*Recorded data*

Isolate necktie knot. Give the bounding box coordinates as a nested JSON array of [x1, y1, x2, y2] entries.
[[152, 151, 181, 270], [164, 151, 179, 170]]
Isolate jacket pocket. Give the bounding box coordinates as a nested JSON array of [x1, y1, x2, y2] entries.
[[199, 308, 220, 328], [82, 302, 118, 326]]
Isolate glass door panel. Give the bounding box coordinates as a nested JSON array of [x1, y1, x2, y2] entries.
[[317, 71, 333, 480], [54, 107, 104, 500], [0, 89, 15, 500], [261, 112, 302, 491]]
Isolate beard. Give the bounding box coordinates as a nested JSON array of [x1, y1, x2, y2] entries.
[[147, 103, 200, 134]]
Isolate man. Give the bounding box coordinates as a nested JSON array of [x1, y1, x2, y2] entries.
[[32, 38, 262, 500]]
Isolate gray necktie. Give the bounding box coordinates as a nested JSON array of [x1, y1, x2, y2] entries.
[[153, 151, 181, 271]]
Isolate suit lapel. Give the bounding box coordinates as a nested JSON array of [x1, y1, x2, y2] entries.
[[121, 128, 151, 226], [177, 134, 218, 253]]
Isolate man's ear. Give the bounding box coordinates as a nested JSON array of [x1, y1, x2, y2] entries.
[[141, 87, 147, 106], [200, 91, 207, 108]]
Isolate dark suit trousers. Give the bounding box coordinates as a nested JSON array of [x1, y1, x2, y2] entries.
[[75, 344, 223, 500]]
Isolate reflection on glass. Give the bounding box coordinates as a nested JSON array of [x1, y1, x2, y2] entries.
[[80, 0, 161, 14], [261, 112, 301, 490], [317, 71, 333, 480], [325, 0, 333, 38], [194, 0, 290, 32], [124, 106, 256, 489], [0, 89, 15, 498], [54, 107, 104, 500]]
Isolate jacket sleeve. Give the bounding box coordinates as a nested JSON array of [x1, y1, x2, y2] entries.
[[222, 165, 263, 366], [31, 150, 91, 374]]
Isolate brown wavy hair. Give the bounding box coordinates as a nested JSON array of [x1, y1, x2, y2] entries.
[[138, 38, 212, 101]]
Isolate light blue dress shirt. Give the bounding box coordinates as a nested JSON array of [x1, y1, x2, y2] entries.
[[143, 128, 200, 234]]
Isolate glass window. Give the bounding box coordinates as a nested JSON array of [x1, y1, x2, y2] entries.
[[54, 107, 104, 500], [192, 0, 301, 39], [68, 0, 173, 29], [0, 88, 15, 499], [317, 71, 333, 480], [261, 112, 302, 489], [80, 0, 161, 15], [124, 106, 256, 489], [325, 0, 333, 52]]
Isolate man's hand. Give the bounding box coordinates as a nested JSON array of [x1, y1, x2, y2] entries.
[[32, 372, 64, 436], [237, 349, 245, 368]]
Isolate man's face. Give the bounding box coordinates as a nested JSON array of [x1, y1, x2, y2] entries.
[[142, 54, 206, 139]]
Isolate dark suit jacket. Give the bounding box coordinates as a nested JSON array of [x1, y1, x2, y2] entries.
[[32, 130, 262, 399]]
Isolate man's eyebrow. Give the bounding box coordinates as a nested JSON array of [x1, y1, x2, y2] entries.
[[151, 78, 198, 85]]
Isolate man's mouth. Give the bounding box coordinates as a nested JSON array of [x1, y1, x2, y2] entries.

*Aim*
Rewrite every line of the material above, substituting "Locate" for each occurrence of "Isolate" and leaving everything else untouched.

*Response to the exercise*
Locate necktie knot. Give the bounding box coordinates as a nested JSON array of [x1, y1, x2, y2] entries.
[[152, 151, 181, 270], [164, 151, 179, 170]]
Locate jacket pocket. Give the bounding box coordinates as a nested JSON array of [x1, y1, x2, y2] entries.
[[199, 308, 220, 328], [82, 302, 118, 326]]
Locate glass door panel. Give the bounding box coordinates as a nested JSON array of [x1, y1, x2, y2] entries.
[[317, 71, 333, 480], [54, 107, 104, 500], [0, 89, 15, 500], [261, 112, 302, 491]]
Locate beard. Give the bounding box coordinates as a nested JSON array of [x1, y1, x2, y2] entries.
[[147, 103, 200, 134]]
Locate man. Give the bounding box coordinates as a nested JSON array of [x1, y1, x2, y2] entries.
[[32, 38, 262, 500]]
Locate gray necktie. Give the bounding box coordinates as a nested JSON array of [x1, y1, x2, y2] entries.
[[153, 151, 181, 271]]
Locate suit lapel. Give the bounding box coordinates as a nested JSON array of [x1, y1, x2, y2] entries.
[[121, 128, 151, 226], [177, 134, 218, 253]]
Locate man's ear. Give the bounding box coordinates as a nested JSON array of [x1, y1, x2, y2] entries.
[[141, 87, 147, 106], [200, 91, 207, 108]]
Locate dark suit trousers. Give the bounding box coordinates as a nested JSON array of [x1, y1, x2, y2] entries.
[[75, 344, 223, 500]]
Locate reflection on glass. Give the bounding box coordinates as a nested JSON array of [x1, y1, x2, y2] entries.
[[80, 0, 161, 14], [261, 112, 301, 490], [317, 71, 333, 480], [325, 0, 333, 38], [194, 0, 290, 32], [124, 106, 256, 489], [0, 89, 15, 498], [54, 107, 104, 500]]
Locate jacket sleeve. Give the bounding box coordinates as a nested JSON array of [x1, y1, x2, y2] entries.
[[222, 165, 263, 366], [31, 150, 91, 374]]
Locate brown wavy hair. Give the bounding box coordinates as a nested JSON array of [x1, y1, x2, y2] entries.
[[138, 38, 212, 101]]
Locate light blue dress shirt. Give the bounding box coordinates as a nested JSON array of [x1, y1, x2, y2] entries.
[[143, 128, 200, 234]]
Locate glass window. Give the bounding box coordinates as a nested JSON array of [x1, y1, x2, y2] entries.
[[54, 107, 104, 500], [192, 0, 301, 39], [68, 0, 173, 29], [0, 88, 15, 499], [317, 71, 333, 480], [261, 112, 302, 489], [80, 0, 161, 15], [124, 106, 256, 489], [325, 0, 333, 52]]
Locate man's hand. Give the bounding box coordinates as a nested JSON array of [x1, y1, x2, y2] entries.
[[32, 372, 64, 436], [237, 349, 245, 368]]
Locate man's face. Give the bounding box coordinates as a nested JSON array of [x1, y1, x2, y2] entries.
[[142, 54, 206, 139]]
Locate dark suit jacket. Give the bounding box coordinates as a nested JSON array of [x1, y1, x2, y2] entries.
[[32, 130, 262, 399]]
Locate man's eyebrow. Give the bounding box coordinates as a nested JSON array of [x1, y1, x2, y2] entries.
[[151, 78, 198, 85]]
Locate man's mouth. Give the bounding box coordinates as a nested JSON array of [x1, y1, x2, y2] entries.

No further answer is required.